ARTICLE
-=-=-=-=-
Combinatorial proof for $\sum_{k=0}^p {p+q\choose k} {p+q-k\choose p-k}=2^p {p+q \choose p}$ I'm looking for a combinatorial proof of the identity: 
$$\sum_{k=0}^p {p+q\choose k} {p+q-k\choose p-k}=2^p {p+q \choose p} \text{   (1)}$$
I'm especially curious about its relationship with this other identity:
$$\sum_{k=0}^n {p\choose k} {q\choose n-k}= {p+q \choose n} \text{   (2)}$$
Formula (2) is obvious in the sense that choosing $n$ elements from two sets of $p$ and $q$ elements respectively could be done in $n$ distinct ways, but there surely is a nuance I'm missing because I don't see how this is any different from the LHS of (1).
Thanks in advance
 A: Consider the number of ways to choose $p$ objects from $p+q$ and colour each one red or blue. We first choose $k$ objects to be coloured red, which has ${p+q} \choose k$ ways to do so, and then we choose another $p-k$ objects to be coloured blue, which has ${p+q-k} \choose {p-k}$ ways. Summing over $k$ gives the LHS, but the number of ways to do this is also clearly the RHS, since we are choosing p objects, each with 2 possibilities for each colour.
The two identities you've given are also not the same; there's a $-k$ in one of the upper arguments in the first identity but not the second.
-=-=-=-=-
RAW DATA
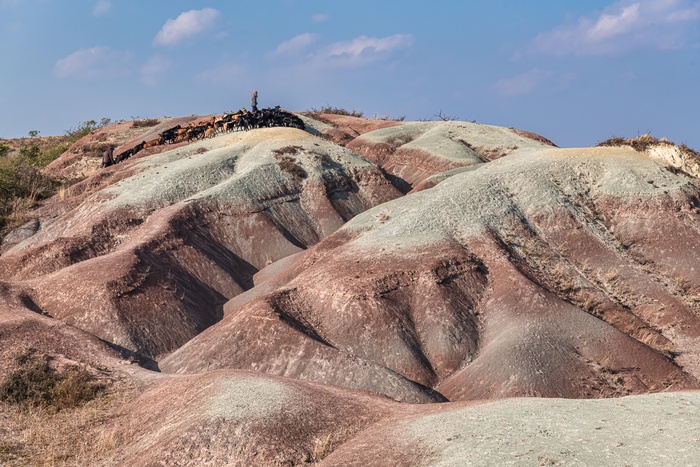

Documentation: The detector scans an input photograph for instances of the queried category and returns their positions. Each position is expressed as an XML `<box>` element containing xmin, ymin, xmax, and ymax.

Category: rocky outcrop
-=-=-=-=-
OBJECTIVES
1. Using the forum thread above, say whether each statement agrees with it. Answer yes or no for each, and quote the deciding words of the thread exactly.
(a) The reply counts the ways to pick p objects out of p+q and give each one a color, red or blue.
(b) The reply says the two identities in the post are the same.
(c) The person asking says formula (2) is hard to see.
2. Quote the forum thread word for word, starting with "Thanks in advance" and going on through "not the second.".
3. Answer these questions from the forum thread, one line each.
(a) Which two colors does the reply use when it counts the ways?
(b) According to the reply, how many choices does each picked object have?
(c) What is the person asking especially curious about?

IN RESPONSE
1.
(a) Yes: "Consider the number of ways to choose $p$ objects from $p+q$ and colour each one red or blue."
(b) No: "The two identities you've given are also not the same"
(c) No: "Formula (2) is obvious"

2.
Thanks in advance
 A: Consider the number of ways to choose $p$ objects from $p+q$ and colour each one red or blue. We first choose $k$ objects to be coloured red, which has ${p+q} \choose k$ ways to do so, and then we choose another $p-k$ objects to be coloured blue, which has ${p+q-k} \choose {p-k}$ ways. Summing over $k$ gives the LHS, but the number of ways to do this is also clearly the RHS, since we are choosing p objects, each with 2 possibilities for each colour.
The two identities you've given are also not the same; there's a $-k$ in one of the upper arguments in the first identity but not the second.

3.
(a) Red and blue.
(b) 2.
(c) How identity (1) relates to the other identity, (2).